(Entries from a collection)
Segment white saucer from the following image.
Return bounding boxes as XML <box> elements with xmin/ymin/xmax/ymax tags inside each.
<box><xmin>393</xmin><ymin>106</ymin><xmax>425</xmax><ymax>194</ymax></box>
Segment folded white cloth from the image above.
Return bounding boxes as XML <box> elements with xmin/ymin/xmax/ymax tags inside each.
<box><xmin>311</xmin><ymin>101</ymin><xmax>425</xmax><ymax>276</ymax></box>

◆ Problem to solve ◆
Copy out every one of the lines above word for word.

◆ Expected output ◆
Segment white saucer from the following image.
Return bounding boxes as XML <box> elements with xmin/ymin/xmax/ymax tags inside each.
<box><xmin>393</xmin><ymin>106</ymin><xmax>425</xmax><ymax>194</ymax></box>
Segment folded white cloth from the image above.
Return bounding boxes as XML <box> elements with xmin/ymin/xmax/ymax tags inside each.
<box><xmin>311</xmin><ymin>101</ymin><xmax>425</xmax><ymax>276</ymax></box>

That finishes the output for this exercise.